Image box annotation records
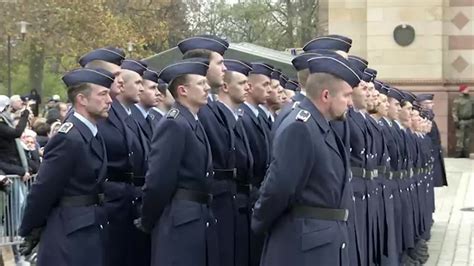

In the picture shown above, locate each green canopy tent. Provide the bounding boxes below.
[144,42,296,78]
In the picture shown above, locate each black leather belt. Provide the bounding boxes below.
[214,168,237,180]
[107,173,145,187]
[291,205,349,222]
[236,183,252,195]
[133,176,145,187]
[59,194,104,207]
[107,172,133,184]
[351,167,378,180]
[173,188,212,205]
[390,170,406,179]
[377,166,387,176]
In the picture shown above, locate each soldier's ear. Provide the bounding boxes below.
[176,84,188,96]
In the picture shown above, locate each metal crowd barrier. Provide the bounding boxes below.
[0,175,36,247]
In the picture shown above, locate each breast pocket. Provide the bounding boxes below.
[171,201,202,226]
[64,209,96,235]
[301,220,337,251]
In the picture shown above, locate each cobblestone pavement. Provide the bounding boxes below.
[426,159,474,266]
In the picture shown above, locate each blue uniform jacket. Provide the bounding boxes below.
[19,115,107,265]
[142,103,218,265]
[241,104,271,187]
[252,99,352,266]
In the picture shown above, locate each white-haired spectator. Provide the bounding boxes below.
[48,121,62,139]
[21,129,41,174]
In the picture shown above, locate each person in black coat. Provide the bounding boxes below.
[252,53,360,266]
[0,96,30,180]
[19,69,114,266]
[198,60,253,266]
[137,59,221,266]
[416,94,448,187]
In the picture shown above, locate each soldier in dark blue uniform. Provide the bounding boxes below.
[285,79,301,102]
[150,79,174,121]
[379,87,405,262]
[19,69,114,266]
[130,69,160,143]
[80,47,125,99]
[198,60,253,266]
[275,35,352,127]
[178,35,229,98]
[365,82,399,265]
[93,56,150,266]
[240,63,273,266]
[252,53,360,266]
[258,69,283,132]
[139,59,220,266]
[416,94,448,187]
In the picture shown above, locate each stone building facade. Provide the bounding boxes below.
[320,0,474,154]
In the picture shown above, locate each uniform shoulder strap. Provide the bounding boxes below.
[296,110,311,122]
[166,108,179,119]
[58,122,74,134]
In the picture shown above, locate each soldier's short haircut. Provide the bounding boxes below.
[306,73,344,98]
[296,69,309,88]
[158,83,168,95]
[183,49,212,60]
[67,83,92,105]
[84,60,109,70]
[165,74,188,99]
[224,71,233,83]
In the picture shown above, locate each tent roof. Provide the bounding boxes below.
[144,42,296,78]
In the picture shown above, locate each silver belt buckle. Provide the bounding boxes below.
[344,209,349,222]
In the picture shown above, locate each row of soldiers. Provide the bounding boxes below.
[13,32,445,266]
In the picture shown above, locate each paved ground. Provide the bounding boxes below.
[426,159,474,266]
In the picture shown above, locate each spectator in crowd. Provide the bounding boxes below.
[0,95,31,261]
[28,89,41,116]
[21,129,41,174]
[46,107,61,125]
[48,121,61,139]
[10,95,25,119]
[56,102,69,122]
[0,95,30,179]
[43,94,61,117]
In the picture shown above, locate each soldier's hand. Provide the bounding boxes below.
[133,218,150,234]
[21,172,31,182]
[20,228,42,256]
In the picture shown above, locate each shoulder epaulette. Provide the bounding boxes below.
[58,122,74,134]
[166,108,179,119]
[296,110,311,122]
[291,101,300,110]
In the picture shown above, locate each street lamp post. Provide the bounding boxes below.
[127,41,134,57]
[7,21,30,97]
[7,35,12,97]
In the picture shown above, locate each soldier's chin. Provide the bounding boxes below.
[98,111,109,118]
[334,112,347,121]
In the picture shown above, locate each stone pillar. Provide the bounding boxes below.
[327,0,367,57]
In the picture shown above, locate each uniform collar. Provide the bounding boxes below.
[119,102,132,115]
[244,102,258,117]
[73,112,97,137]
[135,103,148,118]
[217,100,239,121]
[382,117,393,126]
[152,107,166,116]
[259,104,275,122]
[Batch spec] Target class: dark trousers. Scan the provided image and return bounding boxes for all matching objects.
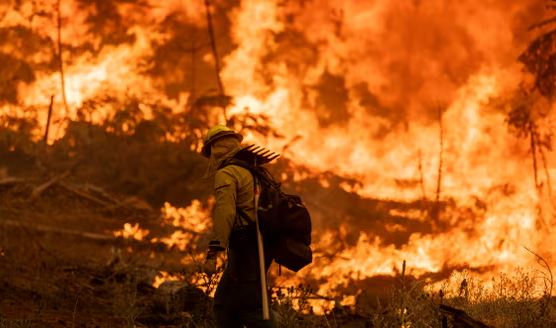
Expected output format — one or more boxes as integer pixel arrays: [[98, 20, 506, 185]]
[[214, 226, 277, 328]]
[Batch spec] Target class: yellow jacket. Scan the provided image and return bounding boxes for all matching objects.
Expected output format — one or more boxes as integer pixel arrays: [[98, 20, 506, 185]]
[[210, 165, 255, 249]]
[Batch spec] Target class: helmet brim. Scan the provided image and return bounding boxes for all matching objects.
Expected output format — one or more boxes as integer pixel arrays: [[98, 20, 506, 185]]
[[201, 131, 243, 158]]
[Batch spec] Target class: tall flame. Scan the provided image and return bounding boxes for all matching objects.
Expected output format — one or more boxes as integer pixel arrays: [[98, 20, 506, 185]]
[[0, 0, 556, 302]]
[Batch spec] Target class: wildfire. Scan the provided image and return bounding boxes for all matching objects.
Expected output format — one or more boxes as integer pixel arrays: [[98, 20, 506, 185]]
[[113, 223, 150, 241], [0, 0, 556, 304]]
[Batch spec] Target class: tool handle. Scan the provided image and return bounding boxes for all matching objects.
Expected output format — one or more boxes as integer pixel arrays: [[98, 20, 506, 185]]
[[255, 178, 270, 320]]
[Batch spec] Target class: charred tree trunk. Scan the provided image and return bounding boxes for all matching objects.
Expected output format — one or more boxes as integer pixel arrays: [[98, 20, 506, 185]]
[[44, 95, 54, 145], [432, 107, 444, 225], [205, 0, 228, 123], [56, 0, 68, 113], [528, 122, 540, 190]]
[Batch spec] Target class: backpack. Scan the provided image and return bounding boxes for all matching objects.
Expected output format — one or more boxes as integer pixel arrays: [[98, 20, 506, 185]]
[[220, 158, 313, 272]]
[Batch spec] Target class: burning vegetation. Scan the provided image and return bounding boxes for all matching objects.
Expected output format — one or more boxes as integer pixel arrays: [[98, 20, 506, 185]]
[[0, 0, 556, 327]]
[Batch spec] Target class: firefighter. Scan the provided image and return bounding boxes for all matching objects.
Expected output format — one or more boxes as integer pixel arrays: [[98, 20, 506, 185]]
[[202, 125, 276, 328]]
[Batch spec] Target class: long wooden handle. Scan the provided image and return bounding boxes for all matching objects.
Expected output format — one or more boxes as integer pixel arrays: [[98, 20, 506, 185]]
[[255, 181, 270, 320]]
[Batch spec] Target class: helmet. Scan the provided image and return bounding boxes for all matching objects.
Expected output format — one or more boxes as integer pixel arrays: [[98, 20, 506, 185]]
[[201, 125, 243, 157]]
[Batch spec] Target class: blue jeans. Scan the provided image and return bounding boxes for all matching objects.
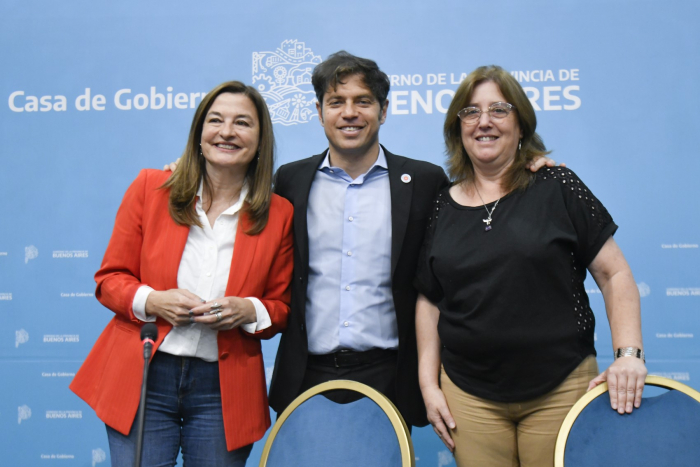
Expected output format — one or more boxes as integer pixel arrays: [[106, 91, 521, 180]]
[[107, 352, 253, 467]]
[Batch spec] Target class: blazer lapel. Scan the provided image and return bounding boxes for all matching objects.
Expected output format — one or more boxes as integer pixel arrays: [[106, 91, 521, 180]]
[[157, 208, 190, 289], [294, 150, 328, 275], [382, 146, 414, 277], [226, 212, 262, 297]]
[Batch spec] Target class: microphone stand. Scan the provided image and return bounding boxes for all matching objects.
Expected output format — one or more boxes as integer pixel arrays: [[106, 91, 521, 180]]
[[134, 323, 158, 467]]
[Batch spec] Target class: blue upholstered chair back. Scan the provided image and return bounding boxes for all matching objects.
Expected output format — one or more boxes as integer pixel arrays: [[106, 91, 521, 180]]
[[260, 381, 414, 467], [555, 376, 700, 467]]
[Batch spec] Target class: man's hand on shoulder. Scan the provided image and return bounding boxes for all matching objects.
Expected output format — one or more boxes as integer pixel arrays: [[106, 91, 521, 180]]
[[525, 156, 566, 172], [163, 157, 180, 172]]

* **To do**
Retype every line of the material above exactly as it appears, omitting the pictures from your answer.

* **Response to this exercise**
In the picture shown above, locate each green canopy tent. Provide the bounding boxes below.
[144,42,296,78]
In the picture shown above, locate each black leather belt. Provide the bounding boxes below.
[214,168,237,180]
[107,173,145,187]
[291,205,349,222]
[236,183,252,195]
[133,176,145,187]
[59,194,104,207]
[107,172,133,184]
[351,167,378,180]
[173,188,212,205]
[390,170,406,179]
[377,166,387,176]
In the picture shown above, locate each soldier's ear. Provide the bounding boxes below.
[176,84,188,96]
In the picture shown above, locate each metal crowd barrier. Provide the bounding boxes below.
[0,175,36,247]
In the picture shown above, locate each breast pocket. Provide the bounding boxes below.
[171,201,202,226]
[64,209,96,235]
[301,220,337,251]
In the picture shown above, locate each cobblestone pavement. Provide the bounding boxes below.
[426,159,474,266]
In the picture shown above, locate each blue uniform jacket. Provide the bounding boxes below.
[19,115,107,265]
[142,103,218,265]
[241,104,271,187]
[252,99,352,266]
In the picture shown above, locate each white-haired spectator. Provide the bounding boxes below.
[48,121,62,139]
[21,129,41,174]
In the picture shown above, locate each person in black coat. Provide the bounding boxes below.
[252,53,360,266]
[0,96,30,180]
[19,69,114,266]
[198,60,253,266]
[137,59,221,266]
[416,94,448,187]
In the picture shown above, locate each soldier in dark blue uniform. Provide the bounding boxes below.
[285,79,301,102]
[150,79,174,121]
[379,87,405,262]
[19,69,114,266]
[130,69,160,143]
[80,47,125,99]
[198,60,253,266]
[275,35,352,127]
[178,35,229,98]
[365,82,399,265]
[93,56,150,266]
[240,63,273,266]
[252,53,360,266]
[258,69,283,132]
[139,59,220,266]
[416,94,448,187]
In the picture shown above, locate each stone building facade. Provide the bounding boxes below.
[320,0,474,154]
In the picture shown above, locate each uniform shoulder strap. Provide the bounding boxes below.
[296,110,311,122]
[166,108,179,119]
[58,122,74,134]
In the picture shown above, locate each soldier's short haircut. Provide the bounding boxes below.
[306,73,344,98]
[296,69,309,88]
[158,83,168,95]
[183,49,212,60]
[67,83,92,105]
[84,60,109,70]
[165,74,188,99]
[224,71,233,83]
In the picture shown above, locate each tent roof. Provide the bounding boxes below.
[144,42,296,78]
In the picture shown above, locate each silver belt buckle. Provide the bounding boxes below.
[344,209,349,222]
In the picture shown above, locate each row of soldiers. Provide the bounding boxes below.
[13,32,445,266]
In the picture shown above, locate each paved ground. Provide the bounding boxes below.
[426,159,474,266]
In the picture shown above, locate each spectator in crowd. Provide the bounding boxes below.
[0,95,31,261]
[28,89,41,116]
[21,129,41,174]
[46,107,61,125]
[48,121,61,139]
[10,95,25,119]
[56,102,69,122]
[0,95,30,179]
[43,94,61,117]
In the picture shown above, locate each soldier's hand. Provide the bounding boxes below.
[133,218,150,234]
[21,172,31,182]
[20,228,42,256]
In the picture shown above, locate each shoulder epaulette. Provide the bounding boxes below.
[58,122,74,134]
[166,108,179,119]
[296,110,311,122]
[291,101,300,110]
In the picture shown above, locate each street lamp post. Provide the bounding boxes below.
[127,41,134,57]
[7,21,30,97]
[7,35,12,97]
In the picture shown above, locate each soldier's chin. Provide the bounding boxes below.
[98,111,109,118]
[334,112,347,121]
In the picture shown above, locate each stone pillar. Provide the bounding boxes below.
[327,0,367,57]
In the picture shown above, locate each uniform collar. Provide the bounding boxes below.
[119,102,132,115]
[244,102,258,117]
[73,112,97,137]
[135,103,148,118]
[217,100,239,121]
[382,117,393,126]
[152,107,166,116]
[259,104,275,122]
[Batch spec] Target class: dark trousers. Scan the provided image and return bounding boxes for all matching objects.
Expected output format — one or more boxes as integer pixel arrays: [[98, 20, 506, 185]]
[[214, 226, 277, 328]]
[Batch spec] Target class: yellow jacket. Scan the provided image and return bounding boxes for all matching objects.
Expected output format — one or more boxes as integer pixel arrays: [[98, 20, 506, 185]]
[[210, 165, 255, 249]]
[Batch spec] Target class: helmet brim. Scan the provided image and return bounding boxes for all matching objects.
Expected output format — one or more boxes as integer pixel arrays: [[98, 20, 506, 185]]
[[201, 131, 243, 158]]
[Batch spec] Target class: tall flame. Scan the provided image and return bounding boxes for all matching objects.
Expected output format — one or more boxes as integer pixel arrays: [[98, 20, 506, 185]]
[[0, 0, 556, 302]]
[Batch spec] Target class: wildfire. Scan the provided image and return bounding boxes for all matching objects.
Expected output format — one or more boxes as integer pixel arrays: [[98, 20, 506, 185]]
[[113, 223, 150, 241], [0, 0, 556, 304]]
[Batch spec] Target class: tool handle. Scan the provided image and return bounding boxes for all matching objects.
Expected output format — one or more boxes as integer pixel arrays: [[98, 20, 506, 185]]
[[255, 178, 270, 320]]
[Batch spec] Target class: charred tree trunk. Scan the provided image and return bounding boxes for all matching objects.
Expected output format — one or more boxes as integer pixel arrays: [[98, 20, 506, 185]]
[[44, 95, 54, 145], [432, 107, 444, 225], [205, 0, 228, 123], [56, 0, 68, 113], [528, 122, 540, 190]]
[Batch spec] Target class: backpack. Scan the provided image and return bounding boxes for all matching objects.
Expected output format — one or more boxes as integer pixel arrays: [[98, 20, 506, 185]]
[[220, 158, 313, 272]]
[Batch spec] Target class: burning vegetation. Scan the provided image and return bounding boxes for all matching objects.
Expected output format — one or more boxes as integer pixel arrays: [[98, 20, 506, 185]]
[[0, 0, 556, 327]]
[Batch spec] Target class: firefighter. Scan the provided image and return bounding boxes for all matching objects.
Expected output format — one or more boxes as integer pixel arrays: [[98, 20, 506, 185]]
[[202, 125, 276, 328]]
[Batch spec] Target class: long wooden handle. Scan the provided image and return bounding boxes for all matching objects.
Expected output format — one or more boxes as integer pixel arrays: [[98, 20, 506, 185]]
[[255, 181, 270, 320]]
[Batch spec] Target class: helmet. Scan the provided image and return bounding boxes for all matching objects.
Expected output format — one or more boxes as integer pixel arrays: [[98, 20, 506, 185]]
[[201, 125, 243, 157]]
[Batch spec] Target class: blue jeans. Scan the provided image and return bounding boxes for all matching objects.
Expected output format — one or more boxes as integer pixel arrays: [[106, 91, 521, 180]]
[[107, 352, 253, 467]]
[Batch spec] Target class: blazer lapel. Scan the provided image and return bounding boxes for all matching objects.
Expected output format — one or more boxes as integer pixel arrays: [[106, 91, 521, 180]]
[[157, 208, 190, 289], [294, 150, 328, 275], [382, 146, 414, 277], [226, 212, 262, 297]]
[Batch spec] Target class: microphone stand. Scan the provided image and return bounding boxes for all matching objects.
Expected output format — one or more boxes as integer pixel arrays: [[106, 91, 521, 180]]
[[134, 323, 158, 467]]
[Batch spec] Target class: blue upholstered chair back. Scan the provided image and return bounding boxes for all matching objects.
Expected output format — one or more boxes as integer pixel arrays: [[106, 91, 521, 180]]
[[260, 381, 414, 467], [555, 376, 700, 467]]
[Batch spec] Target class: man's hand on shoulder. Scan the provided image and return bounding boxes for all matching objects.
Expected output format — one or more boxes as integer pixel arrays: [[106, 91, 521, 180]]
[[525, 156, 566, 172], [163, 157, 180, 172]]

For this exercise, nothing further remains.